#### Try it:
Set down exactly the entries below, beginning at their first line and ending at the line with "box: [4, 99, 339, 462]".

#### Extracted entries:
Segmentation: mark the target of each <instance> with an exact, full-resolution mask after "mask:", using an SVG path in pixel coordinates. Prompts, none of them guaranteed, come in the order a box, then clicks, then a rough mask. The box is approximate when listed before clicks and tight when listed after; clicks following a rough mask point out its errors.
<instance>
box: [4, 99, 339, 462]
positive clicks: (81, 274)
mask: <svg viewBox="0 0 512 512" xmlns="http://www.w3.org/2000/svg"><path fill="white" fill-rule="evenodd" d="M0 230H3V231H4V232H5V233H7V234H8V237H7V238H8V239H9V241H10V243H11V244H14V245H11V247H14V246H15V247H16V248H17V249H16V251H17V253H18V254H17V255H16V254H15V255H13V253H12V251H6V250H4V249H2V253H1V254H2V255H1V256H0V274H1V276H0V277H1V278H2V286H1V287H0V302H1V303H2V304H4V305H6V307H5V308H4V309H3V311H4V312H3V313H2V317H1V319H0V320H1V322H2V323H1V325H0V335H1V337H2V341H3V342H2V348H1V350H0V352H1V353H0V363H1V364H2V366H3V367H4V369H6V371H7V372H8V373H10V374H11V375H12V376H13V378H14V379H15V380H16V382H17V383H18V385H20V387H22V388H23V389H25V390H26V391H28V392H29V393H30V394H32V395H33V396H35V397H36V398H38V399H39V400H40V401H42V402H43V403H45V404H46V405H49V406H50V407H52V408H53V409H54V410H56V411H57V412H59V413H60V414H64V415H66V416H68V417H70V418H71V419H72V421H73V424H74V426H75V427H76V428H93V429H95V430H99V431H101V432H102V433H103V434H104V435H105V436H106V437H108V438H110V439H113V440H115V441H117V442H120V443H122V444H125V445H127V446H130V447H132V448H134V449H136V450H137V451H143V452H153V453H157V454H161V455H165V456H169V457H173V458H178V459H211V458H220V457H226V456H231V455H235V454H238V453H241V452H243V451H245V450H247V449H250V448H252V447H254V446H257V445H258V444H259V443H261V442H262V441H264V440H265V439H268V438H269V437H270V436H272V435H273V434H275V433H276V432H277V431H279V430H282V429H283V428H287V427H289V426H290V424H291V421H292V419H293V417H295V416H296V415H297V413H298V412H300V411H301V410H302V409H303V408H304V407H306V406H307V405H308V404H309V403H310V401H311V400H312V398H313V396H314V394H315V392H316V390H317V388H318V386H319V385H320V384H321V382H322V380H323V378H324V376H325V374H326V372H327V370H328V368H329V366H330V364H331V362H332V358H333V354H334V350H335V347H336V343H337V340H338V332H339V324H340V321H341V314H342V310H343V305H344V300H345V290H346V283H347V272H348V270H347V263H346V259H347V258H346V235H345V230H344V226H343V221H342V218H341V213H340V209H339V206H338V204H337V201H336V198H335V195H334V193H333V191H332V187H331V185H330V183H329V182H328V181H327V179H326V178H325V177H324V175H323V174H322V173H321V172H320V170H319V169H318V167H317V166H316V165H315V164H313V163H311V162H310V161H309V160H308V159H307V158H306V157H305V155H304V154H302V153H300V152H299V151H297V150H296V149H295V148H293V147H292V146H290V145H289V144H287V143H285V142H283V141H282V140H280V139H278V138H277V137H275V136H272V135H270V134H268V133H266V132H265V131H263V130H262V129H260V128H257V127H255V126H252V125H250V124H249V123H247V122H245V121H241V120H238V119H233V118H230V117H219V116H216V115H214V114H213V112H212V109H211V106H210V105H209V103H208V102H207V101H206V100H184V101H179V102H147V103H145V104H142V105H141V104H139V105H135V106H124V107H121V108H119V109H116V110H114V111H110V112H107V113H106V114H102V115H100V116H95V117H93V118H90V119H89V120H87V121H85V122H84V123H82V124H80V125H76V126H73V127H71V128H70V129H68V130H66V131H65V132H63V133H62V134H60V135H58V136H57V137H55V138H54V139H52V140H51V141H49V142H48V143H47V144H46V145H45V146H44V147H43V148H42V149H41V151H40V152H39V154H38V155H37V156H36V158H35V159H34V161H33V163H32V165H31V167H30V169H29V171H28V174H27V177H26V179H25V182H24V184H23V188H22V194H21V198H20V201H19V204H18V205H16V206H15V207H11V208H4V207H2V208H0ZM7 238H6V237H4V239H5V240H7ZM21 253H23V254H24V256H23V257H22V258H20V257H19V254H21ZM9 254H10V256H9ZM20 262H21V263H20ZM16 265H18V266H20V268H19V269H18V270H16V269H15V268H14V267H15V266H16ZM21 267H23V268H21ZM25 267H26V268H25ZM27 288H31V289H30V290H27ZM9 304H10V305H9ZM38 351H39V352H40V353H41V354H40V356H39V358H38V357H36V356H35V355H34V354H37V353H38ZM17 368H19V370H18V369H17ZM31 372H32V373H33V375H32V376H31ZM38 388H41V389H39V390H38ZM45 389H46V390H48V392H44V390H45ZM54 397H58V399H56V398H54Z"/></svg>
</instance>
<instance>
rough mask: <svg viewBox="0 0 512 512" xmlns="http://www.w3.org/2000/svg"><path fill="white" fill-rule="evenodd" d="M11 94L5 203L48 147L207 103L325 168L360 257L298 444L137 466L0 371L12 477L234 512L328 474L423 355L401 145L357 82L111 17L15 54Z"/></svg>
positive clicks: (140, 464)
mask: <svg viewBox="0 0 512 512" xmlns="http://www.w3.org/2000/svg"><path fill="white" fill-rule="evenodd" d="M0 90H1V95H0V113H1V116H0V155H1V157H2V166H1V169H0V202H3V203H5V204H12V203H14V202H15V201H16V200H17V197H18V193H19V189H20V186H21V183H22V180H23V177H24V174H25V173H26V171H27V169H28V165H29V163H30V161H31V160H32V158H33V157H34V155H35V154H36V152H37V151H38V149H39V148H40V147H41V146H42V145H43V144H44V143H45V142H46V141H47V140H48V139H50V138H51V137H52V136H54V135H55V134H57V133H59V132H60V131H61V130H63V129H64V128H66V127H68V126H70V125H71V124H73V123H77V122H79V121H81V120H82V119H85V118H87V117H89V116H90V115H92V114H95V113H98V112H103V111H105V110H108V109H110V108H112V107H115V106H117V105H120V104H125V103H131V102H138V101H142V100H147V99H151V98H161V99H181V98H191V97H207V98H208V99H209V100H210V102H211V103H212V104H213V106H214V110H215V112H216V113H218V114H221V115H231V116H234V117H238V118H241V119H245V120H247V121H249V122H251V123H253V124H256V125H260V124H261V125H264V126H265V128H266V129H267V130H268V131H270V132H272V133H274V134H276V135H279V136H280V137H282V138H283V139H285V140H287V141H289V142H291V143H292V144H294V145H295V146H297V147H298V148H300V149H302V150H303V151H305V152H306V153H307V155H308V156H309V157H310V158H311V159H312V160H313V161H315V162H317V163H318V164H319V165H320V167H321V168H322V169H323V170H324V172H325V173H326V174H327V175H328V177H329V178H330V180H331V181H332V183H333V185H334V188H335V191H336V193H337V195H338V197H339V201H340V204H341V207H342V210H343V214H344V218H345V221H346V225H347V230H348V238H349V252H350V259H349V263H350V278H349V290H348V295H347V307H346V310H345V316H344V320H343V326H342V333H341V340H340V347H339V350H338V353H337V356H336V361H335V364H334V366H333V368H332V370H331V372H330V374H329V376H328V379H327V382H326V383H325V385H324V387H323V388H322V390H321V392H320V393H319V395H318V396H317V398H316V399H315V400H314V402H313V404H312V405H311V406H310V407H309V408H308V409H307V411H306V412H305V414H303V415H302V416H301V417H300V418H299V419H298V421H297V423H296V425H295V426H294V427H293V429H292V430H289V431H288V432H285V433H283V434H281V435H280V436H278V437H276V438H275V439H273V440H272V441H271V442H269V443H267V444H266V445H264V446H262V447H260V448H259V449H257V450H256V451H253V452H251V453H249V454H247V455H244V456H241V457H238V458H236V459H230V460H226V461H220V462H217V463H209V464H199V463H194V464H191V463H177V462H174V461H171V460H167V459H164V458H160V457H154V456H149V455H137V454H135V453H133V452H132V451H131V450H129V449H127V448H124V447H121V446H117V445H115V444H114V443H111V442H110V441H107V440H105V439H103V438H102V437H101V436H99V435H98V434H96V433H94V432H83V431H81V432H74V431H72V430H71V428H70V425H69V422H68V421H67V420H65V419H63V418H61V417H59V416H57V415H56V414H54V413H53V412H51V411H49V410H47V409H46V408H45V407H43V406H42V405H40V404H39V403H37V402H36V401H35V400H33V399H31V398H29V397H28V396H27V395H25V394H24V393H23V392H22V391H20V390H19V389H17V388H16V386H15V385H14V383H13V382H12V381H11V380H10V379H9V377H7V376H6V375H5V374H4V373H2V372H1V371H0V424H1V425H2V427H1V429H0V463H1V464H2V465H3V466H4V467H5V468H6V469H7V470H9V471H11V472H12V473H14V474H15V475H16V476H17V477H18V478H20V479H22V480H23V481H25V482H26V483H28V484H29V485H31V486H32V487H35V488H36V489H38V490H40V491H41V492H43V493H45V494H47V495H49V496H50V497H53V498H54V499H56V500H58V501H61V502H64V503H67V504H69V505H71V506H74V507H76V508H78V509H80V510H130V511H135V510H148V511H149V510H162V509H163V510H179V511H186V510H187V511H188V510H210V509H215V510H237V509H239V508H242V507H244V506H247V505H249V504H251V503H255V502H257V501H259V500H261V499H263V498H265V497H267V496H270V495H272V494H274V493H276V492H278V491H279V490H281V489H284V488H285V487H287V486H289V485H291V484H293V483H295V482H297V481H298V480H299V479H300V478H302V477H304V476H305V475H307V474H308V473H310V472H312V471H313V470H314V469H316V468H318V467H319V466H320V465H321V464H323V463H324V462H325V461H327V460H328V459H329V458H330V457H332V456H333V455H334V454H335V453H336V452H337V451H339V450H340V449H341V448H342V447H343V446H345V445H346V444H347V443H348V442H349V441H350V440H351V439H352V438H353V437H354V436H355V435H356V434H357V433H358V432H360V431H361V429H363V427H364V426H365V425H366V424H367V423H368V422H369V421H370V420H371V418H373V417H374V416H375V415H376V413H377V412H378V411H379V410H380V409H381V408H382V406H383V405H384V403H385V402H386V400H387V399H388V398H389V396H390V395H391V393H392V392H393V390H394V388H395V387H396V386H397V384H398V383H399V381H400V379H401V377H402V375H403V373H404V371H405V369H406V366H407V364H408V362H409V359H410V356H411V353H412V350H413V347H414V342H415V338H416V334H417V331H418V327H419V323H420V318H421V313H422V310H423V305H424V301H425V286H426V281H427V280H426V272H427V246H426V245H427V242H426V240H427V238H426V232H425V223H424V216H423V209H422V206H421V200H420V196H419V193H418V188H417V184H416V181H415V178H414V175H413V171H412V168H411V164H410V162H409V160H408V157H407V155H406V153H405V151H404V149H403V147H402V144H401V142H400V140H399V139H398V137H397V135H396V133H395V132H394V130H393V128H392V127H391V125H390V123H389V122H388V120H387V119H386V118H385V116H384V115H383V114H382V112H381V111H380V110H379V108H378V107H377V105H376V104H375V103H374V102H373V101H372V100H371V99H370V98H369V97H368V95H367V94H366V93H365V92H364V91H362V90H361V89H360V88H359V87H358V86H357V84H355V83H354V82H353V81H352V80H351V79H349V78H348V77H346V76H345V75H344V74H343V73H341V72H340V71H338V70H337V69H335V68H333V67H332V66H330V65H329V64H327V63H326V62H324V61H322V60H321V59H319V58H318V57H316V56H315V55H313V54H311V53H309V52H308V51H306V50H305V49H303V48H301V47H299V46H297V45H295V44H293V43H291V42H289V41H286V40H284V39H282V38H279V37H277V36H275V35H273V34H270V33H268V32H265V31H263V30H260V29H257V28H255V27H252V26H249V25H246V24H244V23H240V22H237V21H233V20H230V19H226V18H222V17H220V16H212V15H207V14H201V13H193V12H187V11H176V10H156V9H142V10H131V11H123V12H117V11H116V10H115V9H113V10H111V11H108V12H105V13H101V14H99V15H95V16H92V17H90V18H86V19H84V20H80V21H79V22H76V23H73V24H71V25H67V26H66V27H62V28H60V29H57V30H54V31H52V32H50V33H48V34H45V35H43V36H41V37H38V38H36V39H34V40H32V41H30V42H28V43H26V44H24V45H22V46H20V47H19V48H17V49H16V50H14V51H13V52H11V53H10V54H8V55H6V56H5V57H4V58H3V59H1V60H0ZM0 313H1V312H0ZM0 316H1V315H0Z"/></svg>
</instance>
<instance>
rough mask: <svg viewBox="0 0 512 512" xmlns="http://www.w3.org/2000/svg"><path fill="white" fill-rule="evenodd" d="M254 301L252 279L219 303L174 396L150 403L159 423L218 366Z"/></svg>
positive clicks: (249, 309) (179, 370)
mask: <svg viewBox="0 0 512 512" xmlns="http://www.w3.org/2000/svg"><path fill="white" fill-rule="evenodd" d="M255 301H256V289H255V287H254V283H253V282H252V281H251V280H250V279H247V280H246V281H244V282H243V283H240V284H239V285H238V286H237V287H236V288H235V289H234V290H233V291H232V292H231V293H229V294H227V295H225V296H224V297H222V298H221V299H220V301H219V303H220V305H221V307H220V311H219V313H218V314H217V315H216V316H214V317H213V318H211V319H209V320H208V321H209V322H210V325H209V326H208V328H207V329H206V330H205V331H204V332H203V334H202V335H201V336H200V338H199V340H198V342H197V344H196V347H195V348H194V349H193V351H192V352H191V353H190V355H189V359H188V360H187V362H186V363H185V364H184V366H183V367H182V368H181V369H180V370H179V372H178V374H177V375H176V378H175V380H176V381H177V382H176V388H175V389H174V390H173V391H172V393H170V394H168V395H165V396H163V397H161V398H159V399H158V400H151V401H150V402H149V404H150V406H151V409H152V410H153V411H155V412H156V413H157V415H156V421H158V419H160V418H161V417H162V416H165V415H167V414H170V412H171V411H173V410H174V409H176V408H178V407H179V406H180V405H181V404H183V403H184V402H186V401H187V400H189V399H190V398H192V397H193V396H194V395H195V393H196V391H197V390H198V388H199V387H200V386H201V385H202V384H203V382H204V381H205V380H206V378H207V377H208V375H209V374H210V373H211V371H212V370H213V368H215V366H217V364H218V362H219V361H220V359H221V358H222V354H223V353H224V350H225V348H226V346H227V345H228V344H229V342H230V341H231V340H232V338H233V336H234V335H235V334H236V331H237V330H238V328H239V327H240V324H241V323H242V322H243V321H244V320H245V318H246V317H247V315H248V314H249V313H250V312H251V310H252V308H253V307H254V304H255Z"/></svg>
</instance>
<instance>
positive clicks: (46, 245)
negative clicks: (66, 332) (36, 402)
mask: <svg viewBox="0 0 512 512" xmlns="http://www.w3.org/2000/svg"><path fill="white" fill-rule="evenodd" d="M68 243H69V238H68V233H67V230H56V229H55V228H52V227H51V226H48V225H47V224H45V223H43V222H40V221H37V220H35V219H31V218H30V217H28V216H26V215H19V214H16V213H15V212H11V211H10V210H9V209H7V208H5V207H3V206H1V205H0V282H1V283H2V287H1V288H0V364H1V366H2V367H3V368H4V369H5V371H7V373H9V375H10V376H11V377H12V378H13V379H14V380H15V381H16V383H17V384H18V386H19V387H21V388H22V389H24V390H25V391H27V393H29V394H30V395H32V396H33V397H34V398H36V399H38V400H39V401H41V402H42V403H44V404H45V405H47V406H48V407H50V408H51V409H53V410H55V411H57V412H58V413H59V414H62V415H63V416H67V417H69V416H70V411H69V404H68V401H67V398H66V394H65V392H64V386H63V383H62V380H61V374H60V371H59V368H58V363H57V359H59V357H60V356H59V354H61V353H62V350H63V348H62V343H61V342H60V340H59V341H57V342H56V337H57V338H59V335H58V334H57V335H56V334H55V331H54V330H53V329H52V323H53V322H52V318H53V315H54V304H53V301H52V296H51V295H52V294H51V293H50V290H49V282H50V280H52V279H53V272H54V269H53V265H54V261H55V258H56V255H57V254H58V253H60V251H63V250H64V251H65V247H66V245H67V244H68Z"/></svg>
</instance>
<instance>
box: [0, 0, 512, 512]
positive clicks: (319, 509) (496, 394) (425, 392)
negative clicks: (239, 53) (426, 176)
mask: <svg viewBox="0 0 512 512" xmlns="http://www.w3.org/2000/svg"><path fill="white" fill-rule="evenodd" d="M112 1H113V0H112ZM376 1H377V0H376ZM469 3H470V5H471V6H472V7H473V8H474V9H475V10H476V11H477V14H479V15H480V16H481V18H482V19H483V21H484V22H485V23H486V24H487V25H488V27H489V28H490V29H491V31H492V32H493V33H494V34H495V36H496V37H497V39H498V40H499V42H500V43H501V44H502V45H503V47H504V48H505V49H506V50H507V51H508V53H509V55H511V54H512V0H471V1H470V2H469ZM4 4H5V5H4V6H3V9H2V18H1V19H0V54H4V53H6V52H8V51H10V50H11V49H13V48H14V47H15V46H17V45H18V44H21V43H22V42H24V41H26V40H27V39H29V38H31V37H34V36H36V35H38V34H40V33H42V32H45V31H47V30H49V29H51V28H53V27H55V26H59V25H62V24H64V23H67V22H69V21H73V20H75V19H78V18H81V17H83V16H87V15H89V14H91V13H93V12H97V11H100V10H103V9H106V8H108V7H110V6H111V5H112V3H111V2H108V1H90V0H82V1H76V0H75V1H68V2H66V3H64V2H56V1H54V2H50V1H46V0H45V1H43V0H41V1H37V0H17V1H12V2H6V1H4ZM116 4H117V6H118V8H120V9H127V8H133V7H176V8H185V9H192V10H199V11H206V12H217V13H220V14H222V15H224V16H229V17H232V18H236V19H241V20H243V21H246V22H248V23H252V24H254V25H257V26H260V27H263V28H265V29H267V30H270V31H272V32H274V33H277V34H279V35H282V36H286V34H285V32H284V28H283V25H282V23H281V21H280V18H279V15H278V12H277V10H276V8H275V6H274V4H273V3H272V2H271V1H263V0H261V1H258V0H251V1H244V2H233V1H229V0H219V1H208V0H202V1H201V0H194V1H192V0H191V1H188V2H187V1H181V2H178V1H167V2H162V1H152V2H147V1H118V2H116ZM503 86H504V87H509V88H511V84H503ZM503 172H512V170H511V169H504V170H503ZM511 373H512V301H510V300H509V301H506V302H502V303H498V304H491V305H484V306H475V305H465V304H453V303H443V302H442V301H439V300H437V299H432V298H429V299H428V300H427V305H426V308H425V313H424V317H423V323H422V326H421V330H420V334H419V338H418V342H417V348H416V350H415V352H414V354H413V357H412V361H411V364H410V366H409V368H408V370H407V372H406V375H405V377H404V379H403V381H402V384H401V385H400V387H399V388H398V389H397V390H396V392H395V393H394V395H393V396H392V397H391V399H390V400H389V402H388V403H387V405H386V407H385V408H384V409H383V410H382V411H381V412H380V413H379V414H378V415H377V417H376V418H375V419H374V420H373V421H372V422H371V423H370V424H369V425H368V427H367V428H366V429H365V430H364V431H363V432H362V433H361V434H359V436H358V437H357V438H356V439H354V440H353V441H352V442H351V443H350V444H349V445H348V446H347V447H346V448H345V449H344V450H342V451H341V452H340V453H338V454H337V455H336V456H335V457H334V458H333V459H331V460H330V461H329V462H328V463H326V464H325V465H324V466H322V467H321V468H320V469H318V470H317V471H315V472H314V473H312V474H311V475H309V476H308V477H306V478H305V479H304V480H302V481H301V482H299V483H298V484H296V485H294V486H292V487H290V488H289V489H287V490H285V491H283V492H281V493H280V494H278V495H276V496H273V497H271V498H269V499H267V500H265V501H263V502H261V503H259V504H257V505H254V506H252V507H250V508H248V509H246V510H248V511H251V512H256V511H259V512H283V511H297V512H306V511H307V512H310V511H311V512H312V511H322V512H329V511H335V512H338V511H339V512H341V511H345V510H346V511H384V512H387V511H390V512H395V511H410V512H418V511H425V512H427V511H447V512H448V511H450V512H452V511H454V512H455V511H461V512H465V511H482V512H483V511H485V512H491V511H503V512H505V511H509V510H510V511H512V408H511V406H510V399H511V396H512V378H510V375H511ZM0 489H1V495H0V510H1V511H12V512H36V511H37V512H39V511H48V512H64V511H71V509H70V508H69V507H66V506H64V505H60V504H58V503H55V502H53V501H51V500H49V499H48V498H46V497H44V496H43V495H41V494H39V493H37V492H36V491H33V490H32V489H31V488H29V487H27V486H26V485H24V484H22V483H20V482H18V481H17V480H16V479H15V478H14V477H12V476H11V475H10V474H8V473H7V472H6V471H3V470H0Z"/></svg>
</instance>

#### Expected output:
Segmentation: mark the target of each <instance> with an exact, full-resolution mask after "mask:", using an SVG path in pixel coordinates. Prompts, none of them guaranteed, come in the order a box, then clicks, then a rough mask. The box is approximate when listed before clicks and tight when listed after; clicks following a rough mask point out its errors.
<instance>
box: [4, 99, 339, 462]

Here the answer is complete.